• _Problem to solve_: Search the material below for the string "block" and extract each line that has it.

........

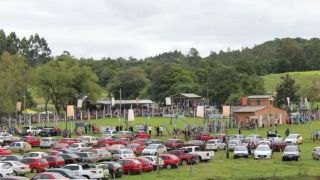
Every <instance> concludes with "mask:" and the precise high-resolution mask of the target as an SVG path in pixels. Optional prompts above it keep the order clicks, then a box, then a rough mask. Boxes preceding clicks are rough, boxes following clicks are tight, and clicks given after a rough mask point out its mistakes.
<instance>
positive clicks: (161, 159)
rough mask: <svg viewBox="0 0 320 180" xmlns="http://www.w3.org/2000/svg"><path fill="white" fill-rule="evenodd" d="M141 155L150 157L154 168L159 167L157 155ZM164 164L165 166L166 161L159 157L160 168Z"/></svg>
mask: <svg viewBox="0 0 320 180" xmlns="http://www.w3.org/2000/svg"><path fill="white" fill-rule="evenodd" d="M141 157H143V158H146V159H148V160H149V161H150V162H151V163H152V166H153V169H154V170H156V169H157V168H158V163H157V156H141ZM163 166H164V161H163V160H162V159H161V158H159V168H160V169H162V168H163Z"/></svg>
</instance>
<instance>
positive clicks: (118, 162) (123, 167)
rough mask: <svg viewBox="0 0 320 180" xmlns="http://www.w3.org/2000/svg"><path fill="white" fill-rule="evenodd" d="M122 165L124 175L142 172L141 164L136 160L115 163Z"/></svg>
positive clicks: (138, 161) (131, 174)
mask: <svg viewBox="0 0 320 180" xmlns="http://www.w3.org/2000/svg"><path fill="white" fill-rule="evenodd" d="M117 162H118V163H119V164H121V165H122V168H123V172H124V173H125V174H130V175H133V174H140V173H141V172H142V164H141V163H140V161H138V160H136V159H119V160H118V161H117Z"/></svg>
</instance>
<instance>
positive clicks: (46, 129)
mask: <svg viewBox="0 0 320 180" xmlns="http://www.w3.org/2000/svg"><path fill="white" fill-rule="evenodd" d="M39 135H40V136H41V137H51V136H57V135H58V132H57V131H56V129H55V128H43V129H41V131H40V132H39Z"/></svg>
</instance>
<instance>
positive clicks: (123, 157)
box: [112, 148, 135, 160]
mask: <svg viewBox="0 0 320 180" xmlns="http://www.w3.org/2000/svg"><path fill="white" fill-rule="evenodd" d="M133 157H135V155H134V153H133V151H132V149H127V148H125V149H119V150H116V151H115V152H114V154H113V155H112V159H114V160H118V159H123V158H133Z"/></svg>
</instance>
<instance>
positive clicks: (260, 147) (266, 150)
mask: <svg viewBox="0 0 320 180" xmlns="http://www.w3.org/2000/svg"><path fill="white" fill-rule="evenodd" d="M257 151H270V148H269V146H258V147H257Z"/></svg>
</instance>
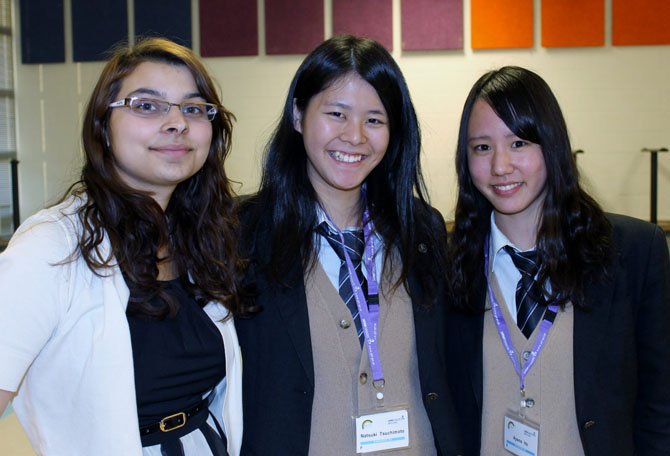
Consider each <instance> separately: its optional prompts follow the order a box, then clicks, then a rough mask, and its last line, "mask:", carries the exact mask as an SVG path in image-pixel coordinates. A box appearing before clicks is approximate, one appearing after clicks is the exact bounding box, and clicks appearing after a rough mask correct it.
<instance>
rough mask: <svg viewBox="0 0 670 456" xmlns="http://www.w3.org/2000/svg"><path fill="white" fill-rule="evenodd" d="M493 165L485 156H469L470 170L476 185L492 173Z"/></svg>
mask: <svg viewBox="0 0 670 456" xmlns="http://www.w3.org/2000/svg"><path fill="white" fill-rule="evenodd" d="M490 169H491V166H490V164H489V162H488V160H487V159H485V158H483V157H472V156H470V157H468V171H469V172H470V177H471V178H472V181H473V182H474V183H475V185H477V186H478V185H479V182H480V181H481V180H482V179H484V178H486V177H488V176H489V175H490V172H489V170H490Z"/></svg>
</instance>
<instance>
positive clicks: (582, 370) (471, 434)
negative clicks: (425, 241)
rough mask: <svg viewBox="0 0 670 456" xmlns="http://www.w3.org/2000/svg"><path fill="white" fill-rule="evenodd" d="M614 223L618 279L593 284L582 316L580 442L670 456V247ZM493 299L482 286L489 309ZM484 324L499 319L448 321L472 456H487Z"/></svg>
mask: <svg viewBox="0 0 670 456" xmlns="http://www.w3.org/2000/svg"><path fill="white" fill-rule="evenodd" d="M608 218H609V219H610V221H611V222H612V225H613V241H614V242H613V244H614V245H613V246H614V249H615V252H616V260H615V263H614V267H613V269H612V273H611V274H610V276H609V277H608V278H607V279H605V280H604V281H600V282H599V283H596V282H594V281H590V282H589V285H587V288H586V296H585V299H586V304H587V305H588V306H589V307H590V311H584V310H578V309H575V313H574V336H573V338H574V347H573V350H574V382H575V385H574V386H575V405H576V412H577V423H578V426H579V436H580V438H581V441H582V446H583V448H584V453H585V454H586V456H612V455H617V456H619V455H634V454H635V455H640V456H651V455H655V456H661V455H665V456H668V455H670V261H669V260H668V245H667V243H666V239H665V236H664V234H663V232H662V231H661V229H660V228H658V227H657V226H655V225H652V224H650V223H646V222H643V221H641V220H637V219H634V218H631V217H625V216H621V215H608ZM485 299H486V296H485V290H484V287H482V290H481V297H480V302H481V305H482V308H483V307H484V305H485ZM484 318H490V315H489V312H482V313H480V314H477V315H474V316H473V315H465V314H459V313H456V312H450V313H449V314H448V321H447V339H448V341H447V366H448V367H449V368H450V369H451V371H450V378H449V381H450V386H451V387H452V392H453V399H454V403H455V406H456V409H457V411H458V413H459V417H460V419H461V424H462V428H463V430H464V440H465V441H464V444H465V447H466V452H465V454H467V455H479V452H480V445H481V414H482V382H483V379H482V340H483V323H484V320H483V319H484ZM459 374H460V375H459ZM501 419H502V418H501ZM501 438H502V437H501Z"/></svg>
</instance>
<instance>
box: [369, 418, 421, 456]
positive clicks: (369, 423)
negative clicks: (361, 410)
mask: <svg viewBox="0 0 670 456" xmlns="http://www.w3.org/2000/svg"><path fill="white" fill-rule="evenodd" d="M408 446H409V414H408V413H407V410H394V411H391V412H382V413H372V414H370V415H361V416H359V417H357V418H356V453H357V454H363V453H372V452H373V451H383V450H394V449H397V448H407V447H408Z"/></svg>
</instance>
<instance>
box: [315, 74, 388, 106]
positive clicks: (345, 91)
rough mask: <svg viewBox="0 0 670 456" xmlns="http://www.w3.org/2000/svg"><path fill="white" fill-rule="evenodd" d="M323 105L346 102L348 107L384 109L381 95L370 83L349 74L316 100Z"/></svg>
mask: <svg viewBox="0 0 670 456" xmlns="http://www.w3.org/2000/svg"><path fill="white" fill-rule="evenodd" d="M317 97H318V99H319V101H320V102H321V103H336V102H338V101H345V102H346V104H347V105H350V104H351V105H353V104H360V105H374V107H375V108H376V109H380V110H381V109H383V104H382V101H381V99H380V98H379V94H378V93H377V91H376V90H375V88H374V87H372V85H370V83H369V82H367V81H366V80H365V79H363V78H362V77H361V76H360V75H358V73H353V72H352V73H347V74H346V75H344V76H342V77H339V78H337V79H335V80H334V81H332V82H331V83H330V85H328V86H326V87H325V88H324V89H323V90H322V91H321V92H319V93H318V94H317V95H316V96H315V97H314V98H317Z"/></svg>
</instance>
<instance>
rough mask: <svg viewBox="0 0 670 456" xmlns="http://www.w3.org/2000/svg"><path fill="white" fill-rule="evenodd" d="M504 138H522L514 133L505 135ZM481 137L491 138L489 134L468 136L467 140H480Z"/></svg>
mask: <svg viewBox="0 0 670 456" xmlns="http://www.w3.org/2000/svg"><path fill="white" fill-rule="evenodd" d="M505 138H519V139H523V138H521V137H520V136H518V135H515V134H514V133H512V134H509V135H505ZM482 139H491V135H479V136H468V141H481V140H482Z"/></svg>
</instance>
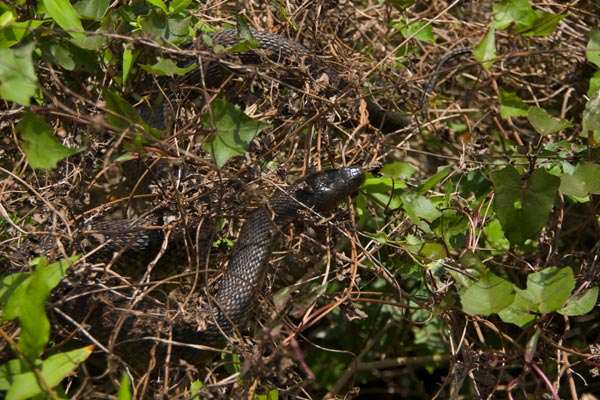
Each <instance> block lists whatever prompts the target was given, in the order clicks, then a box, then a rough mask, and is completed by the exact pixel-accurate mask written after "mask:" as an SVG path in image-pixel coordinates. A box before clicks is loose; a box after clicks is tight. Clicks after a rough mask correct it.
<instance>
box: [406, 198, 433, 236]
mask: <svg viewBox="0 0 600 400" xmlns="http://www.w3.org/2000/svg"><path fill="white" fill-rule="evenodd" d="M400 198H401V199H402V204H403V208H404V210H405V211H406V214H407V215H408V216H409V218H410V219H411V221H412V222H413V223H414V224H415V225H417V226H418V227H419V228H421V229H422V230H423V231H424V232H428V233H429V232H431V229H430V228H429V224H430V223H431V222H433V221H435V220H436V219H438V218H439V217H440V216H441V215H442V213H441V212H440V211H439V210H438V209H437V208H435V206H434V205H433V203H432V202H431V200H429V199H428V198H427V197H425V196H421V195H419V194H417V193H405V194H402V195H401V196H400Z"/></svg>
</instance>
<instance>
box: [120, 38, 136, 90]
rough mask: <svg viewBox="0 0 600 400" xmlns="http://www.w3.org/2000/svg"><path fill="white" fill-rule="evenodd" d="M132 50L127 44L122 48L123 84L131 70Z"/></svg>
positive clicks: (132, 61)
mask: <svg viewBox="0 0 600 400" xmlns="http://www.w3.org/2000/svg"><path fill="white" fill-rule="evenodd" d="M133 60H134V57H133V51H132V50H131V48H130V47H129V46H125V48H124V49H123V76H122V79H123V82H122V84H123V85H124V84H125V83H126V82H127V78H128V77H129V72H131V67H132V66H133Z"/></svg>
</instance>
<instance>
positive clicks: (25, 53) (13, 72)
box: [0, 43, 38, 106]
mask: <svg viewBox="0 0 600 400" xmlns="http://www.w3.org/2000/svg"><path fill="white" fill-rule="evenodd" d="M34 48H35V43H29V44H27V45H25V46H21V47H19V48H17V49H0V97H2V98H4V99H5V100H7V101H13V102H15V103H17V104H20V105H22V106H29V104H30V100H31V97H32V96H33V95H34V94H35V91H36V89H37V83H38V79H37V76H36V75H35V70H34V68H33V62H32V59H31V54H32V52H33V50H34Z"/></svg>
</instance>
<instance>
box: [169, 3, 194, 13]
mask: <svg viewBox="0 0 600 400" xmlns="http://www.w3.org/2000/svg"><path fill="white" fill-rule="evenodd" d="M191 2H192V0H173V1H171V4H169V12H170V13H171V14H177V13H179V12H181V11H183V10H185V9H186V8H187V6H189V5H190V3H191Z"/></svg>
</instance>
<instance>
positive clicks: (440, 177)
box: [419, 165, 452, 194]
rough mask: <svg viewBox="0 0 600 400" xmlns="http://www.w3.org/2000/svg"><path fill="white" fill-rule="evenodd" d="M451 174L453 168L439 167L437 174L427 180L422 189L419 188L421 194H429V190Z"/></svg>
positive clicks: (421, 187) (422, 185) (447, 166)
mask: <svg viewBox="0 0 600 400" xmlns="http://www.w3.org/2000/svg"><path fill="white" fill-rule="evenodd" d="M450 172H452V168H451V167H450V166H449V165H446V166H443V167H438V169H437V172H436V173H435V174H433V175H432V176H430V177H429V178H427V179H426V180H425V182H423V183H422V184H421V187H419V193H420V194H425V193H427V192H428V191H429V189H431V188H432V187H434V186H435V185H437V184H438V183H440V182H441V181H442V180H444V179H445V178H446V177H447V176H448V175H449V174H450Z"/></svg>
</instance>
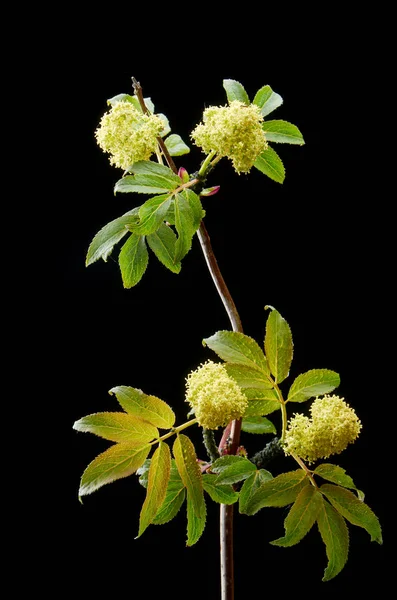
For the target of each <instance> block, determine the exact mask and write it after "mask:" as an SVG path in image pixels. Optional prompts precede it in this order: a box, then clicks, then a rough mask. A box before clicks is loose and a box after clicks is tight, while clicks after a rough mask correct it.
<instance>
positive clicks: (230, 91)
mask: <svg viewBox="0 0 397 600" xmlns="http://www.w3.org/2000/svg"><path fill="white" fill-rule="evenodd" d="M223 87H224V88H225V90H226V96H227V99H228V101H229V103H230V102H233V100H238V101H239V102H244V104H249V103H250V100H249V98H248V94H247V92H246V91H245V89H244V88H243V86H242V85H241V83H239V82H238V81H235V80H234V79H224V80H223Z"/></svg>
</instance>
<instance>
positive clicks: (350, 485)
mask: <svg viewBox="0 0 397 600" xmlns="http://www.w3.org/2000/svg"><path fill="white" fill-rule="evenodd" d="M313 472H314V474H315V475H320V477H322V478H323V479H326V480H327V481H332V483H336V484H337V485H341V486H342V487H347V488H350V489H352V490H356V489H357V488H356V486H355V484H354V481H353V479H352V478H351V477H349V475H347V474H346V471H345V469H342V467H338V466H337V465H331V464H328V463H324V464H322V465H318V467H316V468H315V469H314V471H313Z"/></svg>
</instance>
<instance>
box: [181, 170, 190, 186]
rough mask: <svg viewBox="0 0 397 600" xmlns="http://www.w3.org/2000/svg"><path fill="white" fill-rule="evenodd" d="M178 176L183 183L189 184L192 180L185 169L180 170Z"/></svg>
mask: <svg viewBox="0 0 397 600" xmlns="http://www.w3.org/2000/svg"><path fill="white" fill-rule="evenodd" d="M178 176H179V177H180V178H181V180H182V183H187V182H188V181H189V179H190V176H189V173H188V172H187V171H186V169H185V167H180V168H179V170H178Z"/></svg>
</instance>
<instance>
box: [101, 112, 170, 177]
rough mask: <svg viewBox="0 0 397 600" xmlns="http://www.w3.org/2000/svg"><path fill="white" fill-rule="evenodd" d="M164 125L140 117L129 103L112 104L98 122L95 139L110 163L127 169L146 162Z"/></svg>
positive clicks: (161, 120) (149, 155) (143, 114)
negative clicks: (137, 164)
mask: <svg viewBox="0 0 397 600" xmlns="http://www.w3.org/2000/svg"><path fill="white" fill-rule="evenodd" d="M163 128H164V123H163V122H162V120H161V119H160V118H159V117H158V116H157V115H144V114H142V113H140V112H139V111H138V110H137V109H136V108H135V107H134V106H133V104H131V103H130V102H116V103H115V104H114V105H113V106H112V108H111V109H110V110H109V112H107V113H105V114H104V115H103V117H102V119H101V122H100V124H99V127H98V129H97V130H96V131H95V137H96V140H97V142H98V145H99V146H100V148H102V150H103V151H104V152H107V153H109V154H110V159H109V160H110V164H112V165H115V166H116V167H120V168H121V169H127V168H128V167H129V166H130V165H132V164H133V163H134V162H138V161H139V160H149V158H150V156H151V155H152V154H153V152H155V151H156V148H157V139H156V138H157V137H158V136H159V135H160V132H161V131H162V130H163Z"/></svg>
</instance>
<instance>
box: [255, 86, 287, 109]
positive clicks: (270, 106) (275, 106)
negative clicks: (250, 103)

........

• _Answer to the problem_:
Each <instance> block lists whatever prompts the target was given, in the order clicks, then a box, then a rough mask, and is completed by the exact pixel-accurate mask written after "mask:" as an SVG path in image-pixel coordinates. A box before clicks is loose; a box after clicks is tight. Clicks after a rough mask correct it.
For the target of each <instance> block, determine the exact mask and write it after "mask:" as an SVG path in image pixels. Optional prompts precede it in this order: a box, then clicks, then a rough mask. A box before clicks is loose and a box after clicks is tight, while clicks after a rough mask correct it.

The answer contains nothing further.